[Region pointing data]

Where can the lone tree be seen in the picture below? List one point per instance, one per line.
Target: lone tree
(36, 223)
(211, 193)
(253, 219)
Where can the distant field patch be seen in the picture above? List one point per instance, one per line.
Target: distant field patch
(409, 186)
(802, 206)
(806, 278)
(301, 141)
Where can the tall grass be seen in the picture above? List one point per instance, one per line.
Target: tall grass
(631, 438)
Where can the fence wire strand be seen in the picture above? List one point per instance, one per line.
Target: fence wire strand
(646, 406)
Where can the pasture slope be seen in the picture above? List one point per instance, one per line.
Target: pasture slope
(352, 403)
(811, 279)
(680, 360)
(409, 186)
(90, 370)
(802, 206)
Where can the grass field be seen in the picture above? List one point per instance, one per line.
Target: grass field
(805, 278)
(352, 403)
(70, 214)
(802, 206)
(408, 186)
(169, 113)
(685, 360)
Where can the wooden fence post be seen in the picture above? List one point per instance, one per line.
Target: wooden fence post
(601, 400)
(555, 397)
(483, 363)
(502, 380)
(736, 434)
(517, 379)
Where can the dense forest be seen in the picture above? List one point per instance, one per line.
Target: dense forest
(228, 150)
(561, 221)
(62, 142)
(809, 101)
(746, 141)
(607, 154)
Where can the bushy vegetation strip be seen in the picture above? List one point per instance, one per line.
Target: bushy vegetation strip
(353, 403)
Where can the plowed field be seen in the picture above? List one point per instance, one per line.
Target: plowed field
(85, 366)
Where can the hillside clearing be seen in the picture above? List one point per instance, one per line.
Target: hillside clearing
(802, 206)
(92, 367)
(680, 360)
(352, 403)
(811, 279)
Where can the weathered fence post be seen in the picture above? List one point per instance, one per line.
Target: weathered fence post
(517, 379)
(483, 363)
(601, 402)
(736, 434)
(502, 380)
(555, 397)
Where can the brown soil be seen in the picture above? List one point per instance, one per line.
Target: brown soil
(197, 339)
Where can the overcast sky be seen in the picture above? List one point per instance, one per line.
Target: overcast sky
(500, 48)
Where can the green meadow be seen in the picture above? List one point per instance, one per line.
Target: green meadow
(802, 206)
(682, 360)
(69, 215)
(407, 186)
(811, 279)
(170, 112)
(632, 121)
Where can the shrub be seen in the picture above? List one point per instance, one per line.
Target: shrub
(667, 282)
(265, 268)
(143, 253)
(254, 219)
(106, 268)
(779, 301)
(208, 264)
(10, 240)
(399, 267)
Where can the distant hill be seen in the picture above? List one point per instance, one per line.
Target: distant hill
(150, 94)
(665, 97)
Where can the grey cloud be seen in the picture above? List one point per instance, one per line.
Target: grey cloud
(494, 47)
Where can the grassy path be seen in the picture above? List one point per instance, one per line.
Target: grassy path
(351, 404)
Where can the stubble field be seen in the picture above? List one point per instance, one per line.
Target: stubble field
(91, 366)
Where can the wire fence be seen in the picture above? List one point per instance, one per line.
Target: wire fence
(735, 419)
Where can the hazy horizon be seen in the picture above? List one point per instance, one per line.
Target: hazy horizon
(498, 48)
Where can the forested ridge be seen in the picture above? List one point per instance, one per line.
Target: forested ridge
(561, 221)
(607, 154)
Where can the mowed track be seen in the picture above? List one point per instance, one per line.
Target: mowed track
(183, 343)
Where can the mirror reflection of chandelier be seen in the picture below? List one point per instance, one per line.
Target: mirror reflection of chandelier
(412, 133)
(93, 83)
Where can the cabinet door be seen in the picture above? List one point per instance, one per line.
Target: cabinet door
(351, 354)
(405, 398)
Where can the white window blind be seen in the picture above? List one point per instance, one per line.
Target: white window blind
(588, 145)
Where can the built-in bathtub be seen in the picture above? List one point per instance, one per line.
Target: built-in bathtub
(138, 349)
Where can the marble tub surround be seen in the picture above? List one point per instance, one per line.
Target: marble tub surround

# PROMPT:
Copy the entries word for word.

# RESULT OF THE EXERCISE:
Where can the lone tree be seen in the picture below? List one point per instance, one per line.
Target: lone tree
(36, 223)
(211, 193)
(253, 219)
Where can the distant field patch be seen in the picture above? List one point per instance, one per line.
Target: distant field patch
(409, 186)
(802, 206)
(806, 278)
(301, 141)
Where can the tall grass be seen in the picture above? List one point per instance, one per line.
Target: tall grass
(631, 438)
Where can the fence wire strand be seen in the picture above? List one point per instance, one per line.
Target: fence wire strand
(646, 406)
Where can the pasture slope be seen in the picture above? List one point per instance, one per line.
Target: pasture slope
(352, 403)
(811, 279)
(680, 360)
(409, 186)
(90, 370)
(802, 206)
Where can the grass field be seen in the picture above? List one point per instance, one per line.
Target: grass field
(805, 278)
(352, 403)
(70, 214)
(802, 206)
(408, 186)
(169, 113)
(685, 360)
Where can the wooden fence post be seen in the picture above? List one point per instance, one per line.
Target: wooden fence post
(601, 400)
(555, 397)
(483, 363)
(502, 380)
(736, 434)
(517, 379)
Where can the dense forest be seen in the picture above? List one point per instance, one per line.
Target: dense forest
(228, 150)
(561, 221)
(62, 142)
(809, 101)
(746, 141)
(607, 154)
Where can the bushy vegetation strip be seen in the picture above? List one point per instance, one per line.
Target: bushy vegetation strip
(353, 403)
Where can the plowed field be seen in the picture above? List one point per instance, one per line.
Target: plowed field
(85, 366)
Where can the hillside clearing be seen in the picture above? List one point per instance, one per line.
Target: hillside clearing
(802, 206)
(92, 367)
(680, 360)
(352, 403)
(811, 279)
Where can the weathered fence post be seen in the picture above? List one point per instance, one per line.
Target: weathered fence post
(517, 379)
(483, 363)
(601, 402)
(736, 434)
(502, 380)
(555, 397)
Where can the brown soil be seen in the picture above? List one point per instance, one per line.
Target: brown soil
(197, 339)
Where can the overcast sky be seen in the picture above? List one point per instance, one per line.
Target: overcast sky
(500, 48)
Where can the green meadow be seen in the picture above? List one point per instance, one per line.
Target: green meadow
(802, 206)
(682, 360)
(69, 215)
(407, 186)
(811, 279)
(170, 112)
(632, 121)
Where can the shrub be seen in the picture above? List one point per instance, one per line.
Target: shrub
(667, 282)
(265, 268)
(143, 253)
(254, 219)
(106, 268)
(779, 301)
(208, 264)
(10, 240)
(399, 267)
Where can the distant hill be seen in the picture above? List one point per instance, one per line.
Target: distant hill
(150, 94)
(665, 97)
Where can the grey cloud be seen in the picture above? List one point per instance, one per line.
Target: grey cloud
(494, 47)
Where can the grassy path be seen in the picture above? List one point per instance, one per line.
Target: grassy path
(351, 404)
Where can the stubble field be seen in the picture above? List one point per instance, one per line.
Target: stubble field
(91, 366)
Where can the wire fence be seen in the picture above? List one point per instance, one per line.
Target: wire fence
(735, 419)
Where can the hazy horizon be seen in the picture above? List one point per instance, one per line.
Target: hazy horizon
(498, 48)
Where can the forested ridge be seen in the picture above? List one point per instance, one per line.
Target: forested ridge
(561, 221)
(607, 154)
Where can the mowed track be seen in the picture above? List one point per instance, one per line.
Target: mowed track
(183, 343)
Where can the mirror reflection of chandelier be seen in the picture below? List one point per instance, one per line.
Target: mirror reflection of chandelier
(412, 133)
(93, 83)
Where can the cabinet door be seen in the picture above? List one point per instance, one per line.
Target: cabinet door
(351, 354)
(405, 398)
Where can the white window blind be seen in the picture above? List one point per instance, one per line.
Target: white window blind
(588, 145)
Where can the built-in bathtub be seen in the picture above? List one point per instance, one per line.
Target: built-in bathtub
(138, 349)
Where can the marble tub surround be seen in the picture above? List one point per instance, one per line.
Target: marble tub surround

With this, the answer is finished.